→ Task: Copy the data word for word, keeping every line.
◇ ◇ ◇ ◇ ◇ ◇ ◇
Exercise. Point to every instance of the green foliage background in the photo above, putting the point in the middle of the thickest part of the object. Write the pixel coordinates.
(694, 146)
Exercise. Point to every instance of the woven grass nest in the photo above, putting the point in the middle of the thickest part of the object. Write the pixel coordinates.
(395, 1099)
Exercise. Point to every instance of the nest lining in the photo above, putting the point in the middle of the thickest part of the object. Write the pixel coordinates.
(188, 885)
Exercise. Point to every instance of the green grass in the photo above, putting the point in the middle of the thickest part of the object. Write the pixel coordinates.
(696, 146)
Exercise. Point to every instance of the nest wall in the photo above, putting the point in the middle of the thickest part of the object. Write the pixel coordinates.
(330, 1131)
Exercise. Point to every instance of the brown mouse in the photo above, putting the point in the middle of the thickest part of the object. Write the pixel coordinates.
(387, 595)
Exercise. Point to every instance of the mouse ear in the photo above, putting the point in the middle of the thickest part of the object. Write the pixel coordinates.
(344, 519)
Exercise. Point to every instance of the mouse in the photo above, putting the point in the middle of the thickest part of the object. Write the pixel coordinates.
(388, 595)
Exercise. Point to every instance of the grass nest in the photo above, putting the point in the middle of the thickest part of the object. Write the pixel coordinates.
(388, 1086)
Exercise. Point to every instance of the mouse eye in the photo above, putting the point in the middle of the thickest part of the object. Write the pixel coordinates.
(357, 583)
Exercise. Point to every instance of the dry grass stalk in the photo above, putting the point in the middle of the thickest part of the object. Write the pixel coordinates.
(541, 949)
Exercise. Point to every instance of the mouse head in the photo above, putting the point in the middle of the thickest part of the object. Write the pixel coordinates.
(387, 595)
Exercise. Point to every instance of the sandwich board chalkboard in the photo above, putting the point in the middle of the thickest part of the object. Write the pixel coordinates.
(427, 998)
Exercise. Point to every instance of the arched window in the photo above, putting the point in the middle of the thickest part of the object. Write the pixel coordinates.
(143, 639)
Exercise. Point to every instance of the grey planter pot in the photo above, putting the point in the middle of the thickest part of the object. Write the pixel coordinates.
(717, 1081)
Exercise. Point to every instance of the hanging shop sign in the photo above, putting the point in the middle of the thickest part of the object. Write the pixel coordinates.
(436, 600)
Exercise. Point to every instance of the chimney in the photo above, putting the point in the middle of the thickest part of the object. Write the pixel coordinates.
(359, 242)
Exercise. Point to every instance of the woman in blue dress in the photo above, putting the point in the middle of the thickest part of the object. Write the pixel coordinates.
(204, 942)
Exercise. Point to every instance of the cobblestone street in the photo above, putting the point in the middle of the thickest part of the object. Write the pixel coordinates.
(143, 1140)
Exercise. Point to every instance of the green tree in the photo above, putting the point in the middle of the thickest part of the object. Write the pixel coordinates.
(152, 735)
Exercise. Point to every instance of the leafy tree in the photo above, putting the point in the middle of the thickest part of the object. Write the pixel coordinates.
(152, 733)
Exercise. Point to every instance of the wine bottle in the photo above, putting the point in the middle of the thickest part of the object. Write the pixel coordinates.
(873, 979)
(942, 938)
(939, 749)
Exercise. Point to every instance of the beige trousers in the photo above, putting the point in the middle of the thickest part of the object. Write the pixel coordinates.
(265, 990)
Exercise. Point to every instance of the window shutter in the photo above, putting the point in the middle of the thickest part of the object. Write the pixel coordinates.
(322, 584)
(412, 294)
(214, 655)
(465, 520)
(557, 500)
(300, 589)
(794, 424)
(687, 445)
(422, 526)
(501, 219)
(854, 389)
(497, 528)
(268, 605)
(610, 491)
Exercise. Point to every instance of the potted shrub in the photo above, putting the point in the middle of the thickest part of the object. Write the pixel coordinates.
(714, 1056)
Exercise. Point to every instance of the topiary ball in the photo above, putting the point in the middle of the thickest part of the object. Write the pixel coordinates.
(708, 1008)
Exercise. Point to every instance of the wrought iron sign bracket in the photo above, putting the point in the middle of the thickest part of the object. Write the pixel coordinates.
◇ ◇ ◇ ◇ ◇ ◇ ◇
→ Solution for this task:
Exercise. Point to every instance of the green foliage background in the photo above, putting the point in the middle of the thickest part of the object. Write the pixel coordinates.
(694, 146)
Exercise. Point to every instance of the woven grass nest in the photo above, putting the point in the middle of the thickest part of the object. Write the pixel coordinates.
(395, 1099)
Exercise. Point to every instance of the nest lining in the photo above, putting the point in the middle of the thickest part of the object. Write the pixel coordinates.
(188, 885)
Exercise. Point to every instance of the green grass in the photo above, putting the point in the middle of the thickest part of the object. Write the pixel coordinates.
(696, 146)
Exercise. Point to every instance of the nest wall in the photo above, putting the point in the middle of the thickest part of the object. Write the pixel coordinates.
(330, 1131)
Exercise. Point to every instance of the brown mouse in the photo above, putting the point in the middle of the thickest part of the object. Write the pixel coordinates.
(387, 595)
Exercise. Point to every instance of the mouse ear in the photo above, putting the point in the middle of the thickest part of the object. Write the pixel coordinates.
(344, 519)
Exercise. Point to every instance of the mouse in the photo above, putting the point in the middle of the thickest part of the object. Write the pixel coordinates.
(388, 595)
Exercise. Point to every instance of the grass nest in the photo above, putting the point in the middle of the thickest part of the object. Write the pixel coordinates.
(388, 1086)
Exercise. Point to every instance of the mouse eye in the photo above, putting the point in the middle of the thickest part of the object. Write the pixel coordinates.
(357, 583)
Exercise. Point to every instance of the dry grass stalk in the photo above, putting the point in the middle of the thickest part of the object. Write the pixel coordinates.
(541, 949)
Exercise. Point to every instance of the mouse head in the photo above, putting the point in the middle of the thickest part of the object. Write the pixel coordinates.
(387, 595)
Exercise. Point to every instance of the sandwich board chalkboard in the photo above, putting the point in the middle of the thickest part of the object. Write the pixel coordinates.
(427, 998)
Exercise. Point to every instance of the arched window in the photo above, putting the point in the middle of the thickest part of the object. Write the pixel coordinates.
(143, 639)
Exercise. Point to every instance of the grey planter pot in the photo above, putting the point in the middle of the thickest part of the object. Write the pixel coordinates.
(717, 1081)
Exercise. Point to every instance of the hanging shop sign in the photo above, putting the point in the middle of the thickest part of the object. Write the pixel coordinates.
(436, 600)
Exercise. Point to every instance of the chimney in the photo above, putting the point in the middle of the thickest part of the object. Write the pixel coordinates.
(359, 242)
Exercise. Point to every instance of the woman in blue dress in the photo above, putting the point in the middle of the thickest part of the object. Write the pixel coordinates.
(204, 942)
Exercise. Point to every instance of the cobblestone street in the photo above, putting the point in the middle of the thickest part of the object. Write the pixel coordinates.
(143, 1140)
Exercise. Point to every instance of the green tree in the photo above, putting the point in the middle of the thickest part of the object. Write the pixel coordinates.
(152, 735)
Exercise. Point to every instance of the leafy tree in the photo above, putting the point in the middle of the thickest part of the object. Write the pixel coordinates.
(152, 733)
Exercise. Point to every instance of the wine bottle in the photo above, putting the point in the middle of the thickest part of the object. Write the pixel coordinates.
(873, 979)
(942, 938)
(939, 749)
Exercise. Point to every instance of the beige trousers in the photo above, putting the point in the middle of the thickest part of the object. Write the pixel coordinates.
(265, 990)
Exercise. Point to every instance of the window shutter in the photo above, putting the point in the middle of the thickest part of the object. Write the pixel coordinates.
(322, 584)
(412, 294)
(214, 655)
(465, 520)
(557, 500)
(300, 589)
(794, 424)
(687, 445)
(422, 526)
(501, 219)
(854, 389)
(497, 528)
(268, 605)
(610, 491)
Exercise. Point to every instance of the potted shrub in the photo above, putting the point in the middle of the thickest part of the object. Write the pixel coordinates.
(714, 1056)
Exercise. Point to every instance of the topiary ball in the photo above, putting the point in the middle of the thickest part of the object. Write the pixel coordinates.
(708, 1008)
Exercise. Point to every instance of the wrought iron sign bracket in the photo above, putting the point in the middle of the thickest part of the object. Write the pixel coordinates.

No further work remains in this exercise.